● **Objective**
Locate every line of the material below that contains the word "thin", and copy each such line in full.

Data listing
════

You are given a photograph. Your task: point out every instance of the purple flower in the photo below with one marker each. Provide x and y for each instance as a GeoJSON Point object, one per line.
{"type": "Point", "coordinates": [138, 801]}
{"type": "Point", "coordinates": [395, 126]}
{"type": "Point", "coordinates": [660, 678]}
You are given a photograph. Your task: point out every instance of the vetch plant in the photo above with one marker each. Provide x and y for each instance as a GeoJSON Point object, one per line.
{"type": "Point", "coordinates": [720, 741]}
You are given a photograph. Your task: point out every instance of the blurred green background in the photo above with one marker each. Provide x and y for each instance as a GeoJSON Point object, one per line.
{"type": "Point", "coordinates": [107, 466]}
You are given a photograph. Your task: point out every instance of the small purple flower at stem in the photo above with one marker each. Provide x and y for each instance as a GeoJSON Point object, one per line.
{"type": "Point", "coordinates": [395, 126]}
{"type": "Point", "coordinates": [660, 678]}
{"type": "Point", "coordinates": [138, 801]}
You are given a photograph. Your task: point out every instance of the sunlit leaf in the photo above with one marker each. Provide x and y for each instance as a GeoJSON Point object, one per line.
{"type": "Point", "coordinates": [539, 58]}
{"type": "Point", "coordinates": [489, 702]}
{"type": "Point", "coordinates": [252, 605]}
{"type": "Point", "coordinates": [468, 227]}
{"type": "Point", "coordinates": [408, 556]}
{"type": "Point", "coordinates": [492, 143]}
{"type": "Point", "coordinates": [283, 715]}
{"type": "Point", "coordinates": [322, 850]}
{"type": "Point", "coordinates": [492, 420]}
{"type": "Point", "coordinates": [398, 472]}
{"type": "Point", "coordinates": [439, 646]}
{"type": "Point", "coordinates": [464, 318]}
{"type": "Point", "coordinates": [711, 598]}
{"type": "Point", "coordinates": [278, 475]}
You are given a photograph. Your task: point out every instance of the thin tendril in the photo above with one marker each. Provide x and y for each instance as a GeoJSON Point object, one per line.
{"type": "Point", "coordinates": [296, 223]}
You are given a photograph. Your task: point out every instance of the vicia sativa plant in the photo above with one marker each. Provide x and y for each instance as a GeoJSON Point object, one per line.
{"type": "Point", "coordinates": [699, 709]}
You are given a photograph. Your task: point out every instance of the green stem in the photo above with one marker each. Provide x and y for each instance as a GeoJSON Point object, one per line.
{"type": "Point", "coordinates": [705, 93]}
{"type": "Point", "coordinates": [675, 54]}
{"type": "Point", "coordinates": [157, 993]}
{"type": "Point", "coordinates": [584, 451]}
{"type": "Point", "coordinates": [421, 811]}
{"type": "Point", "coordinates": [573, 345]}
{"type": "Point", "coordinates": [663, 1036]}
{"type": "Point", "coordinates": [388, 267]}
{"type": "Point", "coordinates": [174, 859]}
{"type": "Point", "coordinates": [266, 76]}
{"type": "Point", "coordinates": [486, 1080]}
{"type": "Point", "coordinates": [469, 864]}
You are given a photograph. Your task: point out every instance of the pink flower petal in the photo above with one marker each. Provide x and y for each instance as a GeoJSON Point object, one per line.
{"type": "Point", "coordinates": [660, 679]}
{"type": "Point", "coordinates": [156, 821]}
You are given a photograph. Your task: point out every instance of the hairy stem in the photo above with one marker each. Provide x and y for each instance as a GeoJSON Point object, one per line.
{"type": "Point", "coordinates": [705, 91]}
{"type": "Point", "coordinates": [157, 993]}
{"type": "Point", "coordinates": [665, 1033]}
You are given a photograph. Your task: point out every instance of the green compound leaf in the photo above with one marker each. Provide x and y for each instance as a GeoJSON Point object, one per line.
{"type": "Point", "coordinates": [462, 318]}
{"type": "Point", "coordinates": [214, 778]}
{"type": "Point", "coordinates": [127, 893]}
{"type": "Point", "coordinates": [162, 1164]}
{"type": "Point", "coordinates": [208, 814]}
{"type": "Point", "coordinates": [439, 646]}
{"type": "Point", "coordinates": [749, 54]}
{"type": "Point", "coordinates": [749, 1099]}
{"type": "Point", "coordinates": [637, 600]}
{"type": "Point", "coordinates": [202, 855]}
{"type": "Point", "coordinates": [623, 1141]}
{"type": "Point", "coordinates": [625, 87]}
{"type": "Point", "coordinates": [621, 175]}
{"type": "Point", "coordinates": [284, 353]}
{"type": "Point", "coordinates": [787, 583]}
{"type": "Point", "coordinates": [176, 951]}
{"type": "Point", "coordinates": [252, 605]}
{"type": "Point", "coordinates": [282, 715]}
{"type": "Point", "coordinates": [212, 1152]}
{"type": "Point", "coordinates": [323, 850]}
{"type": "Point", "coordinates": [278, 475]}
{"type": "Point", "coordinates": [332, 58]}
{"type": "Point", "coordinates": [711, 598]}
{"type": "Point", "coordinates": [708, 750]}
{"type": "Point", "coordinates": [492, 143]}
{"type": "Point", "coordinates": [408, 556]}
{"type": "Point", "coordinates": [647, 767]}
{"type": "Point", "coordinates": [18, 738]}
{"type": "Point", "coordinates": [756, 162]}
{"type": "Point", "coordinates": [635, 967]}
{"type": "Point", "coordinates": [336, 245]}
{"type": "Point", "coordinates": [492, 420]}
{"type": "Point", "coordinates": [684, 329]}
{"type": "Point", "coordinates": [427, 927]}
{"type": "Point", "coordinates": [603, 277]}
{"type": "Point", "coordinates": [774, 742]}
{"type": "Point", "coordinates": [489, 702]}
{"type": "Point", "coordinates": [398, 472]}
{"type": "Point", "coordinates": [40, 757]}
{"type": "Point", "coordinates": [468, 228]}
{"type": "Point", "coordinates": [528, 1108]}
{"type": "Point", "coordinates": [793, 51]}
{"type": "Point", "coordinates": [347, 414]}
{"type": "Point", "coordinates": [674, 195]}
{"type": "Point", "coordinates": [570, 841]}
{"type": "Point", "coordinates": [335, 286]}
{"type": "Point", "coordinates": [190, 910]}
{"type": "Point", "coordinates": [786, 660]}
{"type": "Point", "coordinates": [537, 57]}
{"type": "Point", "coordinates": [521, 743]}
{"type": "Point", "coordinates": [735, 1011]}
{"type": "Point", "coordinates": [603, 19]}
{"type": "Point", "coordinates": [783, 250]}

════

● **Exercise solution**
You are given a photograph. Your task: point out every instance of the thin tendril in the photo above with one marker each. Provide x and y for each instance as a GeoJSON Point object, one per line.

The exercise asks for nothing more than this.